TEXT SEGMENT:

According to The Oregon Encyclopedia, Vaughn Street Park "may have enjoyed its heyday during the early 1940s, when it drew workers from nearby shipyards".

The stadium briefly became the home of the Portland Rosebuds in 1946, a team owned by Olympic gold medalist Jesse Owens. The Rosebuds were part of the West Coast Baseball Association, a Negro league headed by Abe Saperstein, the owner of the Harlem Globetrotters; the league was disbanded after only two months.

In 1947, the center field bleachers burned in an early-morning fire on September 21, blamed on a smoldering cigarette; the stadium had recently been condemned by fire inspectors. The center field bleachers were rebuilt, smaller than their predecessors and disconnected from the left field bleachers.

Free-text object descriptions
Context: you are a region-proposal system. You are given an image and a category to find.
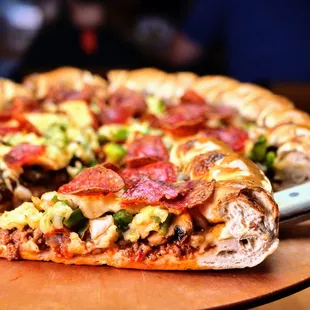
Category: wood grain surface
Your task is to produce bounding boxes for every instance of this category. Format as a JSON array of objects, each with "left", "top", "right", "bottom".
[{"left": 0, "top": 222, "right": 310, "bottom": 310}]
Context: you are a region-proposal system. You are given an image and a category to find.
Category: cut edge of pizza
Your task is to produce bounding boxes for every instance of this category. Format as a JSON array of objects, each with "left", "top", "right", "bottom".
[{"left": 0, "top": 136, "right": 279, "bottom": 270}]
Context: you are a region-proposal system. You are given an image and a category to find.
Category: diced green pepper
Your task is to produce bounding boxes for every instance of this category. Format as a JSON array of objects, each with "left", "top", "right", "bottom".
[
  {"left": 88, "top": 160, "right": 98, "bottom": 167},
  {"left": 98, "top": 135, "right": 108, "bottom": 145},
  {"left": 52, "top": 195, "right": 58, "bottom": 203},
  {"left": 98, "top": 127, "right": 129, "bottom": 145},
  {"left": 250, "top": 136, "right": 267, "bottom": 162},
  {"left": 158, "top": 214, "right": 172, "bottom": 236},
  {"left": 152, "top": 216, "right": 161, "bottom": 224},
  {"left": 264, "top": 151, "right": 277, "bottom": 169},
  {"left": 89, "top": 101, "right": 100, "bottom": 114},
  {"left": 146, "top": 96, "right": 166, "bottom": 116},
  {"left": 64, "top": 209, "right": 87, "bottom": 228},
  {"left": 113, "top": 209, "right": 133, "bottom": 231},
  {"left": 78, "top": 218, "right": 89, "bottom": 239},
  {"left": 110, "top": 128, "right": 128, "bottom": 142},
  {"left": 103, "top": 143, "right": 126, "bottom": 164}
]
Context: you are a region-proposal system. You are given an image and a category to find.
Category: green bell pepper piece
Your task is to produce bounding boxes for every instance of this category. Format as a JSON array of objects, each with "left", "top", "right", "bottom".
[
  {"left": 64, "top": 209, "right": 87, "bottom": 228},
  {"left": 103, "top": 142, "right": 126, "bottom": 164}
]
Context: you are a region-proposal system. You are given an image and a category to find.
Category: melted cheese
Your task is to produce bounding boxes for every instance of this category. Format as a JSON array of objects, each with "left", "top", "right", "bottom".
[
  {"left": 59, "top": 100, "right": 94, "bottom": 128},
  {"left": 124, "top": 206, "right": 168, "bottom": 242},
  {"left": 58, "top": 194, "right": 121, "bottom": 219}
]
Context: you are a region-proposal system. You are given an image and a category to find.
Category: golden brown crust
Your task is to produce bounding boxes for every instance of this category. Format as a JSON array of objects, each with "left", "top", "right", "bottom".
[
  {"left": 23, "top": 67, "right": 107, "bottom": 99},
  {"left": 0, "top": 78, "right": 33, "bottom": 111}
]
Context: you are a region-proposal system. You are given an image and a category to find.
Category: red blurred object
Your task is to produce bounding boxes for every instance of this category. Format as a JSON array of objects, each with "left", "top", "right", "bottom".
[{"left": 80, "top": 30, "right": 98, "bottom": 54}]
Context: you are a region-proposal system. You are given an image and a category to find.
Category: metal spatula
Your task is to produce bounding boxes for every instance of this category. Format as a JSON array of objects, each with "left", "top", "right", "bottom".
[{"left": 274, "top": 182, "right": 310, "bottom": 224}]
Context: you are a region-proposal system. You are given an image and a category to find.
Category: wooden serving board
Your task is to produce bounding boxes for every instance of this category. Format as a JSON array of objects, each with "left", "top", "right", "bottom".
[{"left": 0, "top": 222, "right": 310, "bottom": 310}]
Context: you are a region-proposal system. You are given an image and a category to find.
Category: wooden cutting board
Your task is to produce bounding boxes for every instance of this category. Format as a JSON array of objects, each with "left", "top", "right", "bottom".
[{"left": 0, "top": 222, "right": 310, "bottom": 310}]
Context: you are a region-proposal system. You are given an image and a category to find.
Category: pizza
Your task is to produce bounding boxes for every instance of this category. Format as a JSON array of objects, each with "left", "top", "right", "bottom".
[{"left": 0, "top": 67, "right": 310, "bottom": 270}]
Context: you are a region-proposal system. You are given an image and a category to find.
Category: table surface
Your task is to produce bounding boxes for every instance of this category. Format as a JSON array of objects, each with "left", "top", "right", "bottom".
[{"left": 0, "top": 222, "right": 310, "bottom": 310}]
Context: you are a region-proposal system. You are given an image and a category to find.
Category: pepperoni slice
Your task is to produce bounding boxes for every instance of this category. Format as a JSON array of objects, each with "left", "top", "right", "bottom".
[
  {"left": 58, "top": 165, "right": 125, "bottom": 195},
  {"left": 0, "top": 126, "right": 21, "bottom": 136},
  {"left": 126, "top": 135, "right": 169, "bottom": 168},
  {"left": 121, "top": 177, "right": 215, "bottom": 210},
  {"left": 4, "top": 143, "right": 46, "bottom": 168},
  {"left": 99, "top": 106, "right": 134, "bottom": 124},
  {"left": 121, "top": 177, "right": 184, "bottom": 205},
  {"left": 162, "top": 180, "right": 215, "bottom": 210},
  {"left": 180, "top": 90, "right": 206, "bottom": 104},
  {"left": 203, "top": 126, "right": 249, "bottom": 152},
  {"left": 160, "top": 103, "right": 208, "bottom": 136},
  {"left": 121, "top": 161, "right": 178, "bottom": 183},
  {"left": 45, "top": 86, "right": 94, "bottom": 103},
  {"left": 109, "top": 88, "right": 147, "bottom": 116}
]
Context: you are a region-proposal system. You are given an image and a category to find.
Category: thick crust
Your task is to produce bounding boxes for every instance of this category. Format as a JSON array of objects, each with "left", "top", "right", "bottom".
[
  {"left": 23, "top": 67, "right": 107, "bottom": 99},
  {"left": 0, "top": 79, "right": 33, "bottom": 111},
  {"left": 0, "top": 236, "right": 278, "bottom": 270}
]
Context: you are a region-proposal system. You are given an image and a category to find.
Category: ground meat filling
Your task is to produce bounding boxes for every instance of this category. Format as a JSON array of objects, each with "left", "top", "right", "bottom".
[
  {"left": 0, "top": 227, "right": 197, "bottom": 262},
  {"left": 0, "top": 227, "right": 48, "bottom": 260}
]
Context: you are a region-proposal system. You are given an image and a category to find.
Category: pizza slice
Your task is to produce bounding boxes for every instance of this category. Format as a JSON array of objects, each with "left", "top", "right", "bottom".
[
  {"left": 0, "top": 135, "right": 278, "bottom": 270},
  {"left": 108, "top": 69, "right": 310, "bottom": 190},
  {"left": 0, "top": 100, "right": 100, "bottom": 210}
]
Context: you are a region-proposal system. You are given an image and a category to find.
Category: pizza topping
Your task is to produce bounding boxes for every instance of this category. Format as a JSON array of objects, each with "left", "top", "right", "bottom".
[
  {"left": 190, "top": 151, "right": 225, "bottom": 179},
  {"left": 45, "top": 86, "right": 94, "bottom": 103},
  {"left": 126, "top": 135, "right": 169, "bottom": 168},
  {"left": 121, "top": 177, "right": 215, "bottom": 210},
  {"left": 64, "top": 208, "right": 87, "bottom": 228},
  {"left": 250, "top": 136, "right": 277, "bottom": 176},
  {"left": 163, "top": 180, "right": 215, "bottom": 210},
  {"left": 103, "top": 142, "right": 126, "bottom": 164},
  {"left": 113, "top": 209, "right": 133, "bottom": 231},
  {"left": 202, "top": 126, "right": 248, "bottom": 152},
  {"left": 160, "top": 103, "right": 208, "bottom": 136},
  {"left": 146, "top": 95, "right": 166, "bottom": 117},
  {"left": 4, "top": 143, "right": 46, "bottom": 168},
  {"left": 58, "top": 165, "right": 124, "bottom": 195},
  {"left": 121, "top": 177, "right": 182, "bottom": 205},
  {"left": 0, "top": 123, "right": 21, "bottom": 136},
  {"left": 124, "top": 206, "right": 168, "bottom": 242},
  {"left": 109, "top": 88, "right": 147, "bottom": 116},
  {"left": 98, "top": 124, "right": 129, "bottom": 144},
  {"left": 121, "top": 161, "right": 178, "bottom": 183},
  {"left": 180, "top": 90, "right": 206, "bottom": 104},
  {"left": 99, "top": 106, "right": 133, "bottom": 124}
]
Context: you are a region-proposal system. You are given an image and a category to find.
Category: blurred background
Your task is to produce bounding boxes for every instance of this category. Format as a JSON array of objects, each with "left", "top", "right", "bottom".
[{"left": 0, "top": 0, "right": 310, "bottom": 111}]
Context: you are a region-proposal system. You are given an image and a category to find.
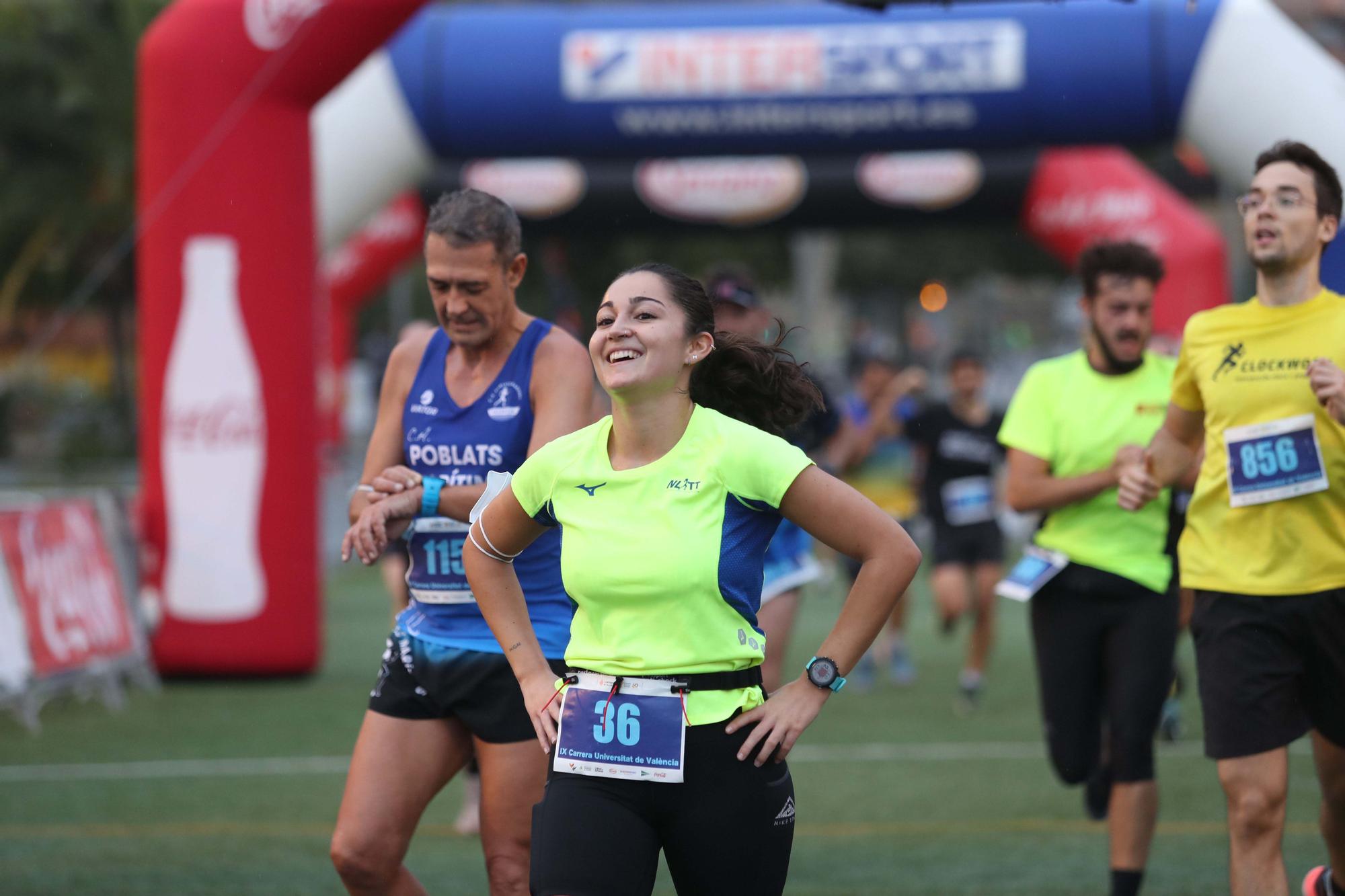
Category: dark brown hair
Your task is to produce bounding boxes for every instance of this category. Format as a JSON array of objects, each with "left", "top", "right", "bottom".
[
  {"left": 1079, "top": 241, "right": 1163, "bottom": 298},
  {"left": 1256, "top": 140, "right": 1341, "bottom": 220},
  {"left": 425, "top": 188, "right": 523, "bottom": 268},
  {"left": 619, "top": 261, "right": 822, "bottom": 436}
]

GOAL OF THE EXERCISE:
Continue the Vaughn Street Park history after its last sentence, which describes the rebuilt center field bleachers.

OUTPUT FOR THIS EXERCISE:
In 1955, the stadium was bought by new owners, who later announced that they would tear it down; the Beavers moved to Multnomah Stadium in 1956. The stadium was razed that same year. The grass field from Vaughn Street was transplanted to Multnomah Stadium; thirteen years later in 1969, artificial turf was installed.

== Dimensions ==
The dimensions were hitter-friendly:

Left field – 331 ft, wall 20 ft high
Center field – 368 ft, wall 20 ft high
Right field – 315 ft, wall 30 ft high

Oregonian sports editor L. H. Gregory, referencing figures from the ballpark's architect, stated in 1950 that the foul line distances were even shorter than the posted distances: left field 315 ft and right field 300.5 ft.